■ **Record excerpts**
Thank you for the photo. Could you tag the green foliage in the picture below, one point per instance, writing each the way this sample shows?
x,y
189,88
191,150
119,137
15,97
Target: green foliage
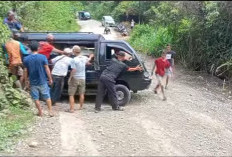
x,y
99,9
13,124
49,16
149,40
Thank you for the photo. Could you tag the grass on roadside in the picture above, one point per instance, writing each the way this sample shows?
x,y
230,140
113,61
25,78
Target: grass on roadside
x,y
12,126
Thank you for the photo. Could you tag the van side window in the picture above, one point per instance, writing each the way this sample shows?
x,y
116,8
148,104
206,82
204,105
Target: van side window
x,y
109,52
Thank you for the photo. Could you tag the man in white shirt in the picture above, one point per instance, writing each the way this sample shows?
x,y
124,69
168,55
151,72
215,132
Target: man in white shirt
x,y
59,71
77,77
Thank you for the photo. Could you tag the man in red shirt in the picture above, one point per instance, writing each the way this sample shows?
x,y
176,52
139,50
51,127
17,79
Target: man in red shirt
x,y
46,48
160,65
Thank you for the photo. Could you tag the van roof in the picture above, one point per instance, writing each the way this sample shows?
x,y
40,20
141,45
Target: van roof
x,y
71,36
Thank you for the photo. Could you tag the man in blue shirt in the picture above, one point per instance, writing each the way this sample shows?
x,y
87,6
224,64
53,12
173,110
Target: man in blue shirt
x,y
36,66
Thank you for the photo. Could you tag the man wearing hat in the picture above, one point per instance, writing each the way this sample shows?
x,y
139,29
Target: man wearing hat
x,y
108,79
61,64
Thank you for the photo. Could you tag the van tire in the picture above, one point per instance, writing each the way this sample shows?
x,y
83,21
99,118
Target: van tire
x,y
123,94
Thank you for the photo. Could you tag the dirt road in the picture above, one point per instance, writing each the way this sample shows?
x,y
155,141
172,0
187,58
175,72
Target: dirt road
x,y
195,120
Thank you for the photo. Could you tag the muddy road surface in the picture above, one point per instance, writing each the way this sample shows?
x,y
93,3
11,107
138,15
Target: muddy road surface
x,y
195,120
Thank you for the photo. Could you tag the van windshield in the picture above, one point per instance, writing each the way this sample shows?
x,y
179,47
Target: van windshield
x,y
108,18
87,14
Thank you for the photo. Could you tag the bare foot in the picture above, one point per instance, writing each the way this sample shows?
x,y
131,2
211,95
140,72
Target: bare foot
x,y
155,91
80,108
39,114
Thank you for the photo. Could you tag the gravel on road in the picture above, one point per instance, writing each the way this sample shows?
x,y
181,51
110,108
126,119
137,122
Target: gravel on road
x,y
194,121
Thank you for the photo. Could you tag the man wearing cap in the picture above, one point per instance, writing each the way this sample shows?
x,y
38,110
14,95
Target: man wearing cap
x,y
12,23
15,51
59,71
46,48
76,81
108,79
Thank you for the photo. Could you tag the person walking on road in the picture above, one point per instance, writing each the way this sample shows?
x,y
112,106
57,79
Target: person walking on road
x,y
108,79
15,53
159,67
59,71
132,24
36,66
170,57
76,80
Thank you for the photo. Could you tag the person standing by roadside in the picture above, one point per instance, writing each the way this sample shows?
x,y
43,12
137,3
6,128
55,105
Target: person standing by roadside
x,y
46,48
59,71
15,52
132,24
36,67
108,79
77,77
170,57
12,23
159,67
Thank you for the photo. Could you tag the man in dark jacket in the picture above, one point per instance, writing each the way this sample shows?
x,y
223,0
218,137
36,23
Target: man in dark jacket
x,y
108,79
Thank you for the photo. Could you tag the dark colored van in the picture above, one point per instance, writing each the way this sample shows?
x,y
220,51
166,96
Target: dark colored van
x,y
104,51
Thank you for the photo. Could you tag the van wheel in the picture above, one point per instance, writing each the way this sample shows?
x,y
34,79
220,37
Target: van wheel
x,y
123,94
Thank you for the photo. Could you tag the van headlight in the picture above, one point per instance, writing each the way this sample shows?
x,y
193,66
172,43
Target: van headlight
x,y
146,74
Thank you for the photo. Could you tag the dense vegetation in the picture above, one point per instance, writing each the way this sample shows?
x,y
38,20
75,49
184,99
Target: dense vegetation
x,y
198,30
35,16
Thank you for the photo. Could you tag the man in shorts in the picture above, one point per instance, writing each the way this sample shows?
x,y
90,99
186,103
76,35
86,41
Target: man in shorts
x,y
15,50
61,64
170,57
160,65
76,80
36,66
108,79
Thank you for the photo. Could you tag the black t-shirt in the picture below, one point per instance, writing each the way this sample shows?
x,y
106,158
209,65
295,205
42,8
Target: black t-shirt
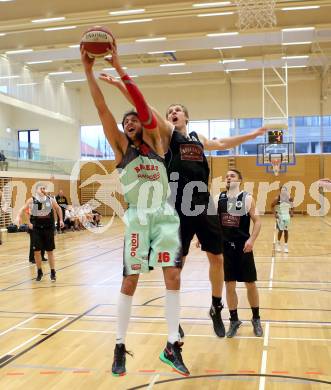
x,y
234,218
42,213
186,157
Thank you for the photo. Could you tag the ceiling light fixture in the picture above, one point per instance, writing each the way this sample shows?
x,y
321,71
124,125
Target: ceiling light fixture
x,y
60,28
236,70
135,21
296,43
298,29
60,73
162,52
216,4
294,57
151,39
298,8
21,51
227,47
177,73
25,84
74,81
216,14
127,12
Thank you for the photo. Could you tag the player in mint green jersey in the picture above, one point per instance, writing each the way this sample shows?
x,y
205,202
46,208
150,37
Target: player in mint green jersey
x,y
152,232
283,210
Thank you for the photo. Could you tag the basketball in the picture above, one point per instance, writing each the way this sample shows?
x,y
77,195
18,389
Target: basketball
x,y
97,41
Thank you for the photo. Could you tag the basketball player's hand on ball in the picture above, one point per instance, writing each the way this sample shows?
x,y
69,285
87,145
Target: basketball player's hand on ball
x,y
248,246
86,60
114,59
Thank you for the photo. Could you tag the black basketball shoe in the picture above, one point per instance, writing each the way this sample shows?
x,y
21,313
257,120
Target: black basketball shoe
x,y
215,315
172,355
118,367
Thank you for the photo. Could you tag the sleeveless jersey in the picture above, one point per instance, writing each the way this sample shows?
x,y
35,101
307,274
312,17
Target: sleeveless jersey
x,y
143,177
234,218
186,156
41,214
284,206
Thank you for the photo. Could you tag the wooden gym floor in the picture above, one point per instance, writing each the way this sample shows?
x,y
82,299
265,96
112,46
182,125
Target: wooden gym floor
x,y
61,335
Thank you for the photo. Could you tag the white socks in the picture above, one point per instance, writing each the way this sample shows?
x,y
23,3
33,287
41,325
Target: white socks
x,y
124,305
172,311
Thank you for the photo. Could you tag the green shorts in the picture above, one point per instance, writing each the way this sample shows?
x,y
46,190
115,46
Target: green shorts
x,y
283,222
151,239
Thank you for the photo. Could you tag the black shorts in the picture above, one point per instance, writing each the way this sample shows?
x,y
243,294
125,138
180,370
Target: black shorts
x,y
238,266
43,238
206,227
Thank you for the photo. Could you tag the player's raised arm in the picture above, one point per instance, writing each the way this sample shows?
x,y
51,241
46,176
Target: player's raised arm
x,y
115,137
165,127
---
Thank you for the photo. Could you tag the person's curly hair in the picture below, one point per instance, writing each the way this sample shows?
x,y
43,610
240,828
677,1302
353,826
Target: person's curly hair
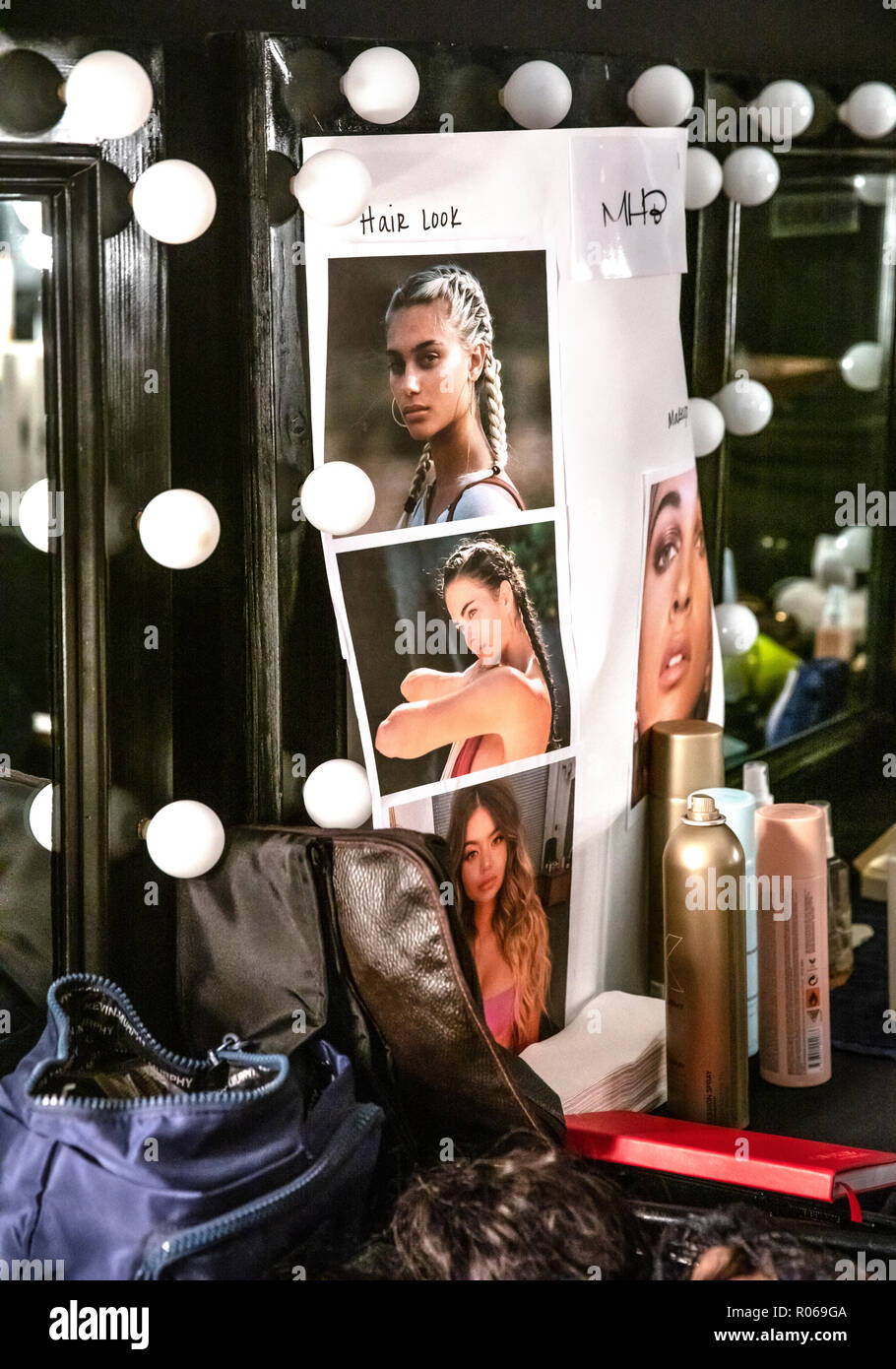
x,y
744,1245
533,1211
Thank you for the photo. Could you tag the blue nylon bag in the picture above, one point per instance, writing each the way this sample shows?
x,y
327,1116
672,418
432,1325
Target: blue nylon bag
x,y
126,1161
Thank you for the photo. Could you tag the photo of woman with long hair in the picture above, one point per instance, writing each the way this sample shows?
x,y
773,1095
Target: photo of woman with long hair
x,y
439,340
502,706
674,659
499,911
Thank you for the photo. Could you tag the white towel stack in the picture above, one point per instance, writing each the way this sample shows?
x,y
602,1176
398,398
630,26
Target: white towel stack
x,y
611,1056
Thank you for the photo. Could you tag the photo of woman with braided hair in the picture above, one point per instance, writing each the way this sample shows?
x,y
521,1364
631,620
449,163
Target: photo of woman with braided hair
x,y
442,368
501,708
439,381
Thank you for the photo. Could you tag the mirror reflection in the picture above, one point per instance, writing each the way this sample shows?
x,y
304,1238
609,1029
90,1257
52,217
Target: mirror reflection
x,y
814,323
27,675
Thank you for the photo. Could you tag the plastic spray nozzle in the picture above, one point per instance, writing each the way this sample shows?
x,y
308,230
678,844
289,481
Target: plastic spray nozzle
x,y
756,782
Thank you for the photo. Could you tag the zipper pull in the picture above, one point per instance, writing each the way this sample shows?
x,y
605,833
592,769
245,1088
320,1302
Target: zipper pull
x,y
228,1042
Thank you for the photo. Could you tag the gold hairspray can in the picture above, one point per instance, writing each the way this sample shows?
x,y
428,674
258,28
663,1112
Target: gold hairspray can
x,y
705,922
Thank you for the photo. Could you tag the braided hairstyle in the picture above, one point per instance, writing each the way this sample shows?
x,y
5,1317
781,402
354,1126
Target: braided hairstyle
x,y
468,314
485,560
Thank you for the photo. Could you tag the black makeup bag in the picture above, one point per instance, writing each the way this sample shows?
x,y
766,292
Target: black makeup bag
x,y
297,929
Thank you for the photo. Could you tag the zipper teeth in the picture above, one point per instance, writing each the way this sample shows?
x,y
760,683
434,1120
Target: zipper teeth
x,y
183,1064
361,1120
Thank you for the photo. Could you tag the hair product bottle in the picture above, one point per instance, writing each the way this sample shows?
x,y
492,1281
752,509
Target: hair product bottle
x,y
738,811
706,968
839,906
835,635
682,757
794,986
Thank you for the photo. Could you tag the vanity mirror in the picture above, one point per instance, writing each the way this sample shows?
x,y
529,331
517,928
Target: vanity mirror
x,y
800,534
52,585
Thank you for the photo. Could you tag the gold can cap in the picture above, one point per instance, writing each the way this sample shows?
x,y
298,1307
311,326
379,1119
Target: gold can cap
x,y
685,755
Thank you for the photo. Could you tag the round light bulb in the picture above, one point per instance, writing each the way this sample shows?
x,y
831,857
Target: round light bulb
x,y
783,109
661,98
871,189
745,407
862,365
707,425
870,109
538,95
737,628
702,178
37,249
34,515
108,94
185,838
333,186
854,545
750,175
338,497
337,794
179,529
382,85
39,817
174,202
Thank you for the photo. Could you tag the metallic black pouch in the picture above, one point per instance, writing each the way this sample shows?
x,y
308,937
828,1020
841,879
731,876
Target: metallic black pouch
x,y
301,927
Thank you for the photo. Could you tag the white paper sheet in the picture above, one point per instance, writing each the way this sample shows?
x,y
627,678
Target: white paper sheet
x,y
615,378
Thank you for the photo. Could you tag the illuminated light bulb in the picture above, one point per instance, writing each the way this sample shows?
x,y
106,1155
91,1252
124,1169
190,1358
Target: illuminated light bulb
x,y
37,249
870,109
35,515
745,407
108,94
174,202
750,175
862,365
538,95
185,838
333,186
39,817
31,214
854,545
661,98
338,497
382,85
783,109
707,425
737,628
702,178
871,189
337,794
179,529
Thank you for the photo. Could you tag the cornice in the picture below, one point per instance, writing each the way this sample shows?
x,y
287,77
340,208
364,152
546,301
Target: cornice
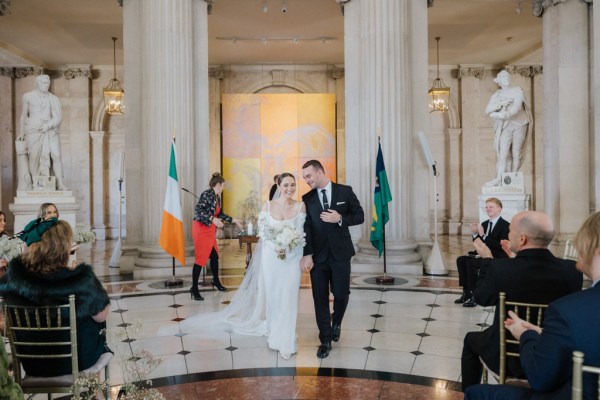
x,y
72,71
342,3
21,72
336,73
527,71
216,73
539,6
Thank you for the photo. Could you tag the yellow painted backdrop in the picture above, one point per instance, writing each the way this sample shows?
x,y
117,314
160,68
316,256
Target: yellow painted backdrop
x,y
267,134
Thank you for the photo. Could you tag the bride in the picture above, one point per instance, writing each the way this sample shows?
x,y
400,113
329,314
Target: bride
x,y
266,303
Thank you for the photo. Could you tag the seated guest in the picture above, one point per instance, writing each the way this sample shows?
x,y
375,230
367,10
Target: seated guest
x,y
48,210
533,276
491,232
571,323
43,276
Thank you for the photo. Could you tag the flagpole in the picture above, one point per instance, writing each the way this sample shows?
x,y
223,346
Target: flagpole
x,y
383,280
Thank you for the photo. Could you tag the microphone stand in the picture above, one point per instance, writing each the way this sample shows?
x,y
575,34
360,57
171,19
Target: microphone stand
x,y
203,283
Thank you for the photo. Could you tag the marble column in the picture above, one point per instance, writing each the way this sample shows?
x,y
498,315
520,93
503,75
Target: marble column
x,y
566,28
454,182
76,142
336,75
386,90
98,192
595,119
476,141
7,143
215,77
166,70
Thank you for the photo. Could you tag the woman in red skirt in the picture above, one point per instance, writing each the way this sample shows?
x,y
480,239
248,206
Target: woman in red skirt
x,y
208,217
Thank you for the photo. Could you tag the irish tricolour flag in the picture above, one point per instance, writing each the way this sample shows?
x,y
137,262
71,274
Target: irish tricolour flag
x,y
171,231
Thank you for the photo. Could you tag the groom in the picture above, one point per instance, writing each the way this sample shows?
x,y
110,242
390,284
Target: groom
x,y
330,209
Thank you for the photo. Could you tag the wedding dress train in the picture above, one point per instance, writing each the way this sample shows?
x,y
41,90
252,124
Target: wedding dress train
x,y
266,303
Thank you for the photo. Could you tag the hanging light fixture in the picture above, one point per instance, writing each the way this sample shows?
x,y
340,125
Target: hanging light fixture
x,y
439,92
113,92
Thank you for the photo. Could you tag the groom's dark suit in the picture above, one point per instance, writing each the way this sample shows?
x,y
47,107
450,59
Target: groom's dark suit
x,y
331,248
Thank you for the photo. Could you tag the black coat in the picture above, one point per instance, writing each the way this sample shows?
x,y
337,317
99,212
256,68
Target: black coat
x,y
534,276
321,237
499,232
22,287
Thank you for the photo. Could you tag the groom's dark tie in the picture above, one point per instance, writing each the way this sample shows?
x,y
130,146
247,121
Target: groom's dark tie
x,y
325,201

■ **Task brief**
Please return each line of the material above that contains the word "product", treating uppercase and lowercase as different.

■ **Finished exercise**
Thank you for the photo. Could you tag the hair product bottle in the picture above, one point per instance, writing each the way this sample shows?
Target: hair product bottle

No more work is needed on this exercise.